+++ MATERIAL
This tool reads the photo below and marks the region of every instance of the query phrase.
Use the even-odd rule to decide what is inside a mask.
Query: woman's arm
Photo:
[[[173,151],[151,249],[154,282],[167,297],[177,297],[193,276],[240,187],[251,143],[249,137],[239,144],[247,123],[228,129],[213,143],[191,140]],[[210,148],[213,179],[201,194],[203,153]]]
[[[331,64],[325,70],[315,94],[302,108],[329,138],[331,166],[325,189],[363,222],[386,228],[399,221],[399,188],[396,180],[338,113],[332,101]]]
++++++
* _EXERCISE TASK_
Express the items above as a two-column CSV with the headers "prompt" and "response" and one row per item. Put each item's text and its answer in a single quoted field, with line breaks replaced by spaces.

* _TASK ANSWER_
prompt,response
"This tool reads the photo below and marks the region of every instance of the query phrase. Use the even-odd rule to decide what is inside a mask. Query: woman's arm Photo:","[[[173,151],[151,249],[154,282],[167,297],[177,297],[193,276],[240,187],[251,143],[249,137],[239,144],[247,123],[228,129],[213,143],[191,140]],[[210,148],[213,179],[201,194],[203,153]]] [[[331,64],[325,70],[315,94],[302,108],[329,138],[331,166],[325,189],[363,222],[386,228],[399,221],[399,188],[396,180],[338,113],[332,101]]]"